Return each line from the items below that contains the string "leaf". Case counts when matching.

Data shown.
****************************************
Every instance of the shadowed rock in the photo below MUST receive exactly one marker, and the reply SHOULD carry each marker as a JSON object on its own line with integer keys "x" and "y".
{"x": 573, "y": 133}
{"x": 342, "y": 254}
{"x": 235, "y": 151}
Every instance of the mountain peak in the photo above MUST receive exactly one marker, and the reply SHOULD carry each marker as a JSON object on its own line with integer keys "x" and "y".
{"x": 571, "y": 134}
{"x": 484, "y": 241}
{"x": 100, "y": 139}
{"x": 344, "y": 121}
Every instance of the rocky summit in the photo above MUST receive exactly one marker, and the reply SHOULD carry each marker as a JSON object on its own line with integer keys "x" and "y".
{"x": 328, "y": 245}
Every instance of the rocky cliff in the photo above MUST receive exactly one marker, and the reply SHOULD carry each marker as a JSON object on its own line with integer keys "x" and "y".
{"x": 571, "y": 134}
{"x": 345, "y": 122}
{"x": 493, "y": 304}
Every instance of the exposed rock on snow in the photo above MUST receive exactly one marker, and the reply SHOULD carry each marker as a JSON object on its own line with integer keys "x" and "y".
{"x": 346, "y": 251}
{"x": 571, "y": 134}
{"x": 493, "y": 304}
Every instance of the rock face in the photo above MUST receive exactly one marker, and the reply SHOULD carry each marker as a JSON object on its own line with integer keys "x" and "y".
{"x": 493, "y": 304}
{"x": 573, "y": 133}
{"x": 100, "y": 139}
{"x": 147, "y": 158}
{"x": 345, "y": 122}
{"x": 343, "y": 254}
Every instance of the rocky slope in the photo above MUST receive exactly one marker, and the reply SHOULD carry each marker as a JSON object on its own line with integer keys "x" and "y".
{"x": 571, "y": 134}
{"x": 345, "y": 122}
****************************************
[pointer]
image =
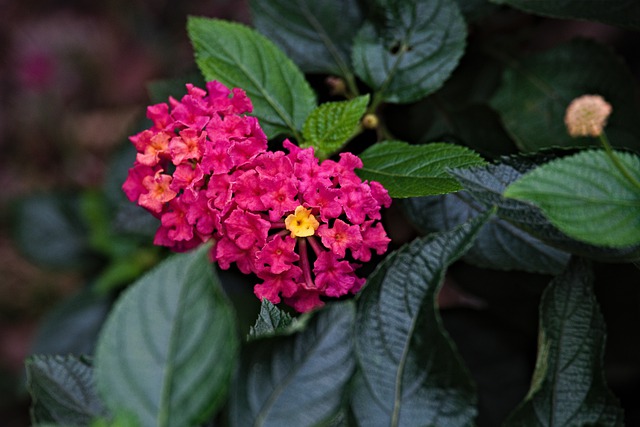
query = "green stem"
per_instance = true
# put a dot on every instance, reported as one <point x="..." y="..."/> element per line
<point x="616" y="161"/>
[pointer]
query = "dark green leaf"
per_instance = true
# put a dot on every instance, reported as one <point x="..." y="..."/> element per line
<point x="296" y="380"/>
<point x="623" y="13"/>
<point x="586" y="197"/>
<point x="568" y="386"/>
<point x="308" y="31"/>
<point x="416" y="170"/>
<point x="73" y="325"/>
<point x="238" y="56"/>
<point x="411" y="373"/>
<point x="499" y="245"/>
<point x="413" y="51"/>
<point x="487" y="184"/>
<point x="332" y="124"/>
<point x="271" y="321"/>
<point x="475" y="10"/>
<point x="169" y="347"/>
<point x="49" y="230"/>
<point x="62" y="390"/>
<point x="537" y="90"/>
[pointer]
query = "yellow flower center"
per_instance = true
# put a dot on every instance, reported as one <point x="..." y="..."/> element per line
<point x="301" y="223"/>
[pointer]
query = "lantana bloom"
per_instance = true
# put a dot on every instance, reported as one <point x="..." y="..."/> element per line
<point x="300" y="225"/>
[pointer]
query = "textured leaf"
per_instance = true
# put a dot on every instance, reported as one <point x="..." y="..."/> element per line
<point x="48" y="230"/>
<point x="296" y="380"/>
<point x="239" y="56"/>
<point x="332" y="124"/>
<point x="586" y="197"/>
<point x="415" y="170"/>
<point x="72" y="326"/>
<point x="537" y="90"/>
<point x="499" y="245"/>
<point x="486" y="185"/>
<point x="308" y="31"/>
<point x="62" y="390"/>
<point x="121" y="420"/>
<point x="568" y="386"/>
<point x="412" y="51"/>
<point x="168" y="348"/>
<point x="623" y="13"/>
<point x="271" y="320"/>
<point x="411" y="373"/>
****************************************
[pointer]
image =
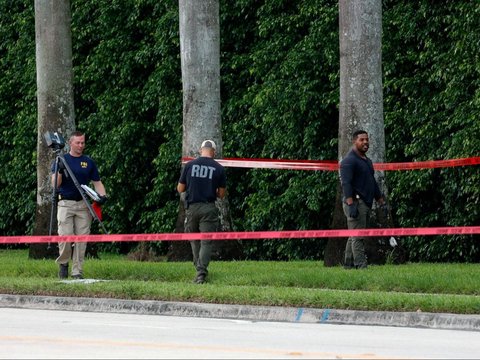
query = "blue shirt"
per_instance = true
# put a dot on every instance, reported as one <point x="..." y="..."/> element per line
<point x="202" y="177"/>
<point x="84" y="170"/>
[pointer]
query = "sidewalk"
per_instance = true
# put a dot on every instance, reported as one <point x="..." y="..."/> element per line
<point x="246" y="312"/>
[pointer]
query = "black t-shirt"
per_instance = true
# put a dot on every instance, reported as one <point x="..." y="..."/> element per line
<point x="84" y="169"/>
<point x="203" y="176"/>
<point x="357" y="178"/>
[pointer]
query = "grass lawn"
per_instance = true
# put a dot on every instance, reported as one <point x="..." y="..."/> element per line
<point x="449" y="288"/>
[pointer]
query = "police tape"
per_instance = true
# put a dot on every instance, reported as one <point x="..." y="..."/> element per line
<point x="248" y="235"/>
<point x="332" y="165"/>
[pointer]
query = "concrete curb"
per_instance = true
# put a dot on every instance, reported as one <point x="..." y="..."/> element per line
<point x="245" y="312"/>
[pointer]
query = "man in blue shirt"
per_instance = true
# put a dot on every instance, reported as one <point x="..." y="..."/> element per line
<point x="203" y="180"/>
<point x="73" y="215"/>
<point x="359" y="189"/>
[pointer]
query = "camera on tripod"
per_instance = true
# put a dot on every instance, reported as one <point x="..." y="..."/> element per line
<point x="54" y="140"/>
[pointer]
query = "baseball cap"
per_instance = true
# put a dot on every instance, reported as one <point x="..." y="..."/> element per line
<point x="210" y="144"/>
****************************************
Exercise output.
query = "dark green leaf"
query = "textured leaf"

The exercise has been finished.